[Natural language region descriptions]
++++++
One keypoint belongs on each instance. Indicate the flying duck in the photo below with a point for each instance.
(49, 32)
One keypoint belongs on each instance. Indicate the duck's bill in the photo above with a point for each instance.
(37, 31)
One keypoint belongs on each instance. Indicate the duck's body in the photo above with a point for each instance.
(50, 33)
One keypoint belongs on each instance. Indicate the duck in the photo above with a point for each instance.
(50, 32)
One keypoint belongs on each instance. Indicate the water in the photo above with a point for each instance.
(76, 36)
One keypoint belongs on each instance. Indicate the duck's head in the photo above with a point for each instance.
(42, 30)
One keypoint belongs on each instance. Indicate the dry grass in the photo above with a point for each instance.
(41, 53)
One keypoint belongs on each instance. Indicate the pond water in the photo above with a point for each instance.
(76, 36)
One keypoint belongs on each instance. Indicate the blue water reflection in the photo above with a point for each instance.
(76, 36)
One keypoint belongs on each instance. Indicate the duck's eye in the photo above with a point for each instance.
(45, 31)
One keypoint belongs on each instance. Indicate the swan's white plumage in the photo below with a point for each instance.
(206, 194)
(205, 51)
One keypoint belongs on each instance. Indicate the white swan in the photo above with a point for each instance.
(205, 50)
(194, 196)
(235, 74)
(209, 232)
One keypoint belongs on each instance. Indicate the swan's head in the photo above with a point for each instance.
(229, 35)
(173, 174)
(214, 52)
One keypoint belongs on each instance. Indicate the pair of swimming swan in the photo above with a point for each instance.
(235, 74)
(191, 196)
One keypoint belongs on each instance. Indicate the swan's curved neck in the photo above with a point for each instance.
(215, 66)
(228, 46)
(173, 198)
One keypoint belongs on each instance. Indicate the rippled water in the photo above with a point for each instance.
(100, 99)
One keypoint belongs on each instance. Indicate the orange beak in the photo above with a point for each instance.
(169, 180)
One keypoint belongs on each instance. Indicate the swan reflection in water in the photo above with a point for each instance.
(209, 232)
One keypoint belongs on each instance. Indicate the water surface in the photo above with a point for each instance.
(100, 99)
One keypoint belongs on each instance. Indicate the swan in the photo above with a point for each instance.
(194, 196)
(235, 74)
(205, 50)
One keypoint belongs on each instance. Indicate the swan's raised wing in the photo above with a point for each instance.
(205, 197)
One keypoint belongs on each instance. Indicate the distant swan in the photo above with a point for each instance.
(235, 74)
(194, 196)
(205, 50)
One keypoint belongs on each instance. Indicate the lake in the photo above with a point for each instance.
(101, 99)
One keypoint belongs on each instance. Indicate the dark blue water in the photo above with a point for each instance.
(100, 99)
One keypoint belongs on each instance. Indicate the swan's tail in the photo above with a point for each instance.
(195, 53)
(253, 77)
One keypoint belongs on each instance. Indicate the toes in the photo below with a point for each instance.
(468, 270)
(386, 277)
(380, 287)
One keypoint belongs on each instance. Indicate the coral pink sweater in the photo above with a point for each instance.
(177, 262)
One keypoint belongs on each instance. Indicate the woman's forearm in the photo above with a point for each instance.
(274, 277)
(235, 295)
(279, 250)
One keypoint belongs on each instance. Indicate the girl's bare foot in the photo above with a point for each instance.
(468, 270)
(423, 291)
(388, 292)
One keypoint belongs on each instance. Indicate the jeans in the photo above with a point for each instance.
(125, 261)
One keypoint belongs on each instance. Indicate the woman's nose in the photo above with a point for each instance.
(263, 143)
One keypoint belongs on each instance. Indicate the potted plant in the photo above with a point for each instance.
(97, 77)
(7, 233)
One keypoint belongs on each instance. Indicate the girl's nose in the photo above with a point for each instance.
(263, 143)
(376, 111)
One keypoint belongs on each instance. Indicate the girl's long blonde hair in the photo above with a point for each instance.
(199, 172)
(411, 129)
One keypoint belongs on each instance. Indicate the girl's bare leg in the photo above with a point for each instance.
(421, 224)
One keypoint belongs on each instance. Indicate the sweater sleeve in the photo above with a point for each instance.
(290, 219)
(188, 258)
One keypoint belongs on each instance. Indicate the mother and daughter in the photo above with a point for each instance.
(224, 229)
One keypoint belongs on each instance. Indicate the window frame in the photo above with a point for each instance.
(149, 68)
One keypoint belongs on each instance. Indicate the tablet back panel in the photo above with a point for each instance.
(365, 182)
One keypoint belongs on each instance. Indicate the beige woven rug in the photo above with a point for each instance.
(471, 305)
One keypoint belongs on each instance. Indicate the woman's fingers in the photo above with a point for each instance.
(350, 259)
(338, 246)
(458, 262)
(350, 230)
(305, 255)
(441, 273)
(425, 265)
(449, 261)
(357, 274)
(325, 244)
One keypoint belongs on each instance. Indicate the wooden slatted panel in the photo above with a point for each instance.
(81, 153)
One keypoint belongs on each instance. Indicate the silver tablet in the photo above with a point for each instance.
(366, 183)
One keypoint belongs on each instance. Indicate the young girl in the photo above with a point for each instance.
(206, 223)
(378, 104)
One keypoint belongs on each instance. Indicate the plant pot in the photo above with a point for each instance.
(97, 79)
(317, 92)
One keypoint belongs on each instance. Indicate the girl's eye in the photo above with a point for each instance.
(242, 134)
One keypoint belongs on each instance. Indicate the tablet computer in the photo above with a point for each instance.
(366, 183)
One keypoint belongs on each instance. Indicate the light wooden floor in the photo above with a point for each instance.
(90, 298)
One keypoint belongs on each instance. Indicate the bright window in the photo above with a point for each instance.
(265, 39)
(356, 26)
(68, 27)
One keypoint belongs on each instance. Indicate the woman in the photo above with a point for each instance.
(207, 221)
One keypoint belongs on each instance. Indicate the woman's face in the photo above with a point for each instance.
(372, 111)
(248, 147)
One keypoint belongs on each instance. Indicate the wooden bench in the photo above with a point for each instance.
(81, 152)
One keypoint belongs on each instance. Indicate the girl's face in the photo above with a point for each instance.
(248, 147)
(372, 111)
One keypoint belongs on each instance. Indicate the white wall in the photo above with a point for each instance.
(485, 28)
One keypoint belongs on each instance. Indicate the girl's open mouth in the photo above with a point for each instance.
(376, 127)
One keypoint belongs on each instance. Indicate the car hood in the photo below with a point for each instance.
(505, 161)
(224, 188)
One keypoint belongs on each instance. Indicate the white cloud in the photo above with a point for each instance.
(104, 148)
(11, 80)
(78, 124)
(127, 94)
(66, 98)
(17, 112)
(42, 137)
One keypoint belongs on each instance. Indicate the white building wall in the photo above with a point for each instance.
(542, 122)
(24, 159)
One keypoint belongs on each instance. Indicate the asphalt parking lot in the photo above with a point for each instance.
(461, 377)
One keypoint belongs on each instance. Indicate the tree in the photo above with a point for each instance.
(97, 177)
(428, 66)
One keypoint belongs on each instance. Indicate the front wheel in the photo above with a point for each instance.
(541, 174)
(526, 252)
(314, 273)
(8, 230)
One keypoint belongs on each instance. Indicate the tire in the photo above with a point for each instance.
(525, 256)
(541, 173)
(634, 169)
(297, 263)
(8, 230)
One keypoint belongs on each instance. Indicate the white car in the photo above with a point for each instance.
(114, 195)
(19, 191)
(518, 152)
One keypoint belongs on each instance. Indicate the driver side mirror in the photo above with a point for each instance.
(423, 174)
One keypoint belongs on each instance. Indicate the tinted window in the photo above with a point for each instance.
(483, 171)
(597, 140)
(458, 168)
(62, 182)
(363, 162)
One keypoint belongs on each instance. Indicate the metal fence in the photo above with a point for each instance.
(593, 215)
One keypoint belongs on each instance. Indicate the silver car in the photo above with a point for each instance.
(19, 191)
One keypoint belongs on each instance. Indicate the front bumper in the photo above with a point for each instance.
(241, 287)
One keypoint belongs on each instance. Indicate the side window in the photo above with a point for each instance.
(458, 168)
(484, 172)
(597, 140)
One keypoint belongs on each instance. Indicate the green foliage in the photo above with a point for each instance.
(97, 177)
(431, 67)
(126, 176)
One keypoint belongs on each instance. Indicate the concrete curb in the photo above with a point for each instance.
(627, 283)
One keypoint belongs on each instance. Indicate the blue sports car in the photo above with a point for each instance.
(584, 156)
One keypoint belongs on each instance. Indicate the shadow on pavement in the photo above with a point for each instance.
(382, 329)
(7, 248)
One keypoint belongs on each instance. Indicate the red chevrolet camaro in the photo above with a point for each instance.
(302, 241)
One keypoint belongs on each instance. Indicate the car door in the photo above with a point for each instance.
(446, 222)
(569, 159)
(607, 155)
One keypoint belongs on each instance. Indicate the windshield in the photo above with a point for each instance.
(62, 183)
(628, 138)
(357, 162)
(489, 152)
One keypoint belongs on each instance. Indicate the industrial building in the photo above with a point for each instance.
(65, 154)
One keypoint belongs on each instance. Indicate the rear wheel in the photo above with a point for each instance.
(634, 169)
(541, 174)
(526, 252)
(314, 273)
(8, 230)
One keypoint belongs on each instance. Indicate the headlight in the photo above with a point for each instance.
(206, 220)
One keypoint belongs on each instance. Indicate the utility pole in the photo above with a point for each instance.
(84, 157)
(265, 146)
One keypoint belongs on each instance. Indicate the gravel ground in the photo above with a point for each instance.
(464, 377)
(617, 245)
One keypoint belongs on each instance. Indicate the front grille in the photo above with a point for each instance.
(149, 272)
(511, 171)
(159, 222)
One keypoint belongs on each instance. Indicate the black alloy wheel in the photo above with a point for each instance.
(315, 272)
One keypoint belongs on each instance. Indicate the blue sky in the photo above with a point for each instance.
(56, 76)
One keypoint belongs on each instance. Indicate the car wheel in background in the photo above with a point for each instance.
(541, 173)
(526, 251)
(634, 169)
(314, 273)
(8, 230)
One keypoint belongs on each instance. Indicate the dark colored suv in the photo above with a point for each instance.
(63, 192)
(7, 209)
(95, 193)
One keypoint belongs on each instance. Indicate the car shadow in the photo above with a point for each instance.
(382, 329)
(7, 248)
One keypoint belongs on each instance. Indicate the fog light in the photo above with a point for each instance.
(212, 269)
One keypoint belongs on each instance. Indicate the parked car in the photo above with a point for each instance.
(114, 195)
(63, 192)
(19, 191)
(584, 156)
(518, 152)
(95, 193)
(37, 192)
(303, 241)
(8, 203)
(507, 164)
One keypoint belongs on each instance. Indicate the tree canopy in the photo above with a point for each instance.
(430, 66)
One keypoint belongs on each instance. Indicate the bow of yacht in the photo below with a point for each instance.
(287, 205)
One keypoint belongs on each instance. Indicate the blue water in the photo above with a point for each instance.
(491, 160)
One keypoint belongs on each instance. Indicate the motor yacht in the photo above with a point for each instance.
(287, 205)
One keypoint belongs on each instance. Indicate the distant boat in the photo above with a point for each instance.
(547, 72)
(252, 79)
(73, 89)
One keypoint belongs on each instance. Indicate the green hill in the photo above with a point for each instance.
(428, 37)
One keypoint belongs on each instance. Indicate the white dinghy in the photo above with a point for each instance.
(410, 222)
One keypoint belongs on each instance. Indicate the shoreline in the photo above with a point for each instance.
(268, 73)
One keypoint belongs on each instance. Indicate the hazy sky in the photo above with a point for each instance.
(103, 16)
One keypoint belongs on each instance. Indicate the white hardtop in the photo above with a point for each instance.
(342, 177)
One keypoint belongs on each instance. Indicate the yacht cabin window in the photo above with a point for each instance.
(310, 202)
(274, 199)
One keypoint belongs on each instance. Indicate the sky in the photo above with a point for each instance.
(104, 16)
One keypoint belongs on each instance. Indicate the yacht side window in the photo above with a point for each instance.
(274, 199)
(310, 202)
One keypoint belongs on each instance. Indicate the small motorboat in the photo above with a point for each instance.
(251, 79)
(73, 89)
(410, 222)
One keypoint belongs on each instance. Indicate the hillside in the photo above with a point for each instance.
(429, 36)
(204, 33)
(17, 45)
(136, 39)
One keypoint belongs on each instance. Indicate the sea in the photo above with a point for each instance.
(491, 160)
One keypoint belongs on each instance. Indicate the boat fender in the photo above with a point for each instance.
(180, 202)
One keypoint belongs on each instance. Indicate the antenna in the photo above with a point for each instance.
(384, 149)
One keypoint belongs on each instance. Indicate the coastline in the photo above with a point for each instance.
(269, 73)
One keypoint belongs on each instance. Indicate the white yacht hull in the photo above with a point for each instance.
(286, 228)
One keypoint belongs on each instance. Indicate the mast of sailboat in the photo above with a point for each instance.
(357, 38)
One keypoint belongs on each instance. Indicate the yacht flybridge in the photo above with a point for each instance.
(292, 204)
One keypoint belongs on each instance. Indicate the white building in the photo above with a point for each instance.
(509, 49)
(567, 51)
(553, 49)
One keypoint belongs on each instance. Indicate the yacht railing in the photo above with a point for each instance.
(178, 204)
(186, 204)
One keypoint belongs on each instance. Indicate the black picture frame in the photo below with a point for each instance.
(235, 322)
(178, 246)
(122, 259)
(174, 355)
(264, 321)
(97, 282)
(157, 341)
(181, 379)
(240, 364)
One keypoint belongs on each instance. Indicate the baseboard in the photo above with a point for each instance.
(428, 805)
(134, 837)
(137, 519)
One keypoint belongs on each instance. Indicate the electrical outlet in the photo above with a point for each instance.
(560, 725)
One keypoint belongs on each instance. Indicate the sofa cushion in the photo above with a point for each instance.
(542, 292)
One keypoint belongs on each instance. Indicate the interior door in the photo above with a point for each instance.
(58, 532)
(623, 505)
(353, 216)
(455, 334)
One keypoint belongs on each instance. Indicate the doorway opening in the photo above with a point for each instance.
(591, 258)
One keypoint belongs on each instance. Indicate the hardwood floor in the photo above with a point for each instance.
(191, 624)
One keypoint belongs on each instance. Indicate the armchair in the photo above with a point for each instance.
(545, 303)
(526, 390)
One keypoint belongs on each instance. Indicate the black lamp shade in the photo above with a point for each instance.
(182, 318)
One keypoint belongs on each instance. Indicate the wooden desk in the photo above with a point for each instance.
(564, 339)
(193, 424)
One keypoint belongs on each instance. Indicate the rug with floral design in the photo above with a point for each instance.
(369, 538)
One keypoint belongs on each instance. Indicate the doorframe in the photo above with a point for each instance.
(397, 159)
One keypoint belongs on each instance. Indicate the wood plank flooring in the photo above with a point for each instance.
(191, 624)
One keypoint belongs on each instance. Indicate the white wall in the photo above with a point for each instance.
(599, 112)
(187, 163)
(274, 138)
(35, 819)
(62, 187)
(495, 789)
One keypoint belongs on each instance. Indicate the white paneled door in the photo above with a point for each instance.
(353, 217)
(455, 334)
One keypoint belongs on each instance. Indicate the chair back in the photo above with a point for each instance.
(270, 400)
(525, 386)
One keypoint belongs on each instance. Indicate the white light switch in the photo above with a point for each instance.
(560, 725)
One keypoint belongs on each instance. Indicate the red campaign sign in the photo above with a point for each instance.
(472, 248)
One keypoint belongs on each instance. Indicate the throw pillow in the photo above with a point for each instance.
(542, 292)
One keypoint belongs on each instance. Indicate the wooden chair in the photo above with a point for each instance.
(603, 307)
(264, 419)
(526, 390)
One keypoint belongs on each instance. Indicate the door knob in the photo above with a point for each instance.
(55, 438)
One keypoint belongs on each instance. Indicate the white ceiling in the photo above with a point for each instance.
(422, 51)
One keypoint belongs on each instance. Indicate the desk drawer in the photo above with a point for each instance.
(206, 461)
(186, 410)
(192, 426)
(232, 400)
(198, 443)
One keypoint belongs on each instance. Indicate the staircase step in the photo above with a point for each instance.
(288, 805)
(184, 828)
++++++
Requirement:
The task here is to output the line with "One keypoint belongs on each instance. Indicate the white light" and all lines after it to the end of the records above, exactly and only those.

Answer to this exercise:
One keypoint belongs on each instance. Indicate the white light switch in the photo above with a point for each instance.
(560, 725)
One keypoint belongs on each instance. Indicate the red campaign sign in the photo above with a point for each instance.
(472, 248)
One keypoint belongs on each instance. Indicate the throw pillow in the photo above with a point for each instance.
(542, 292)
One keypoint belongs on each instance. Indicate the wooden chair in the photo above with a point for each instance.
(603, 307)
(264, 419)
(526, 390)
One keypoint belongs on each instance. Indicate the door knob in the photo above with a point for each instance.
(55, 438)
One keypoint belongs on each instance. Indicate the white ceiling in the photo above with a point for each instance.
(422, 51)
One keypoint belongs on each instance. Indicate the desk drawer in the photo above with a point for each instance.
(206, 461)
(186, 410)
(192, 426)
(232, 400)
(198, 443)
One keypoint belongs on each instance. Indicate the staircase step in the photo above with a point for each instance.
(288, 805)
(184, 828)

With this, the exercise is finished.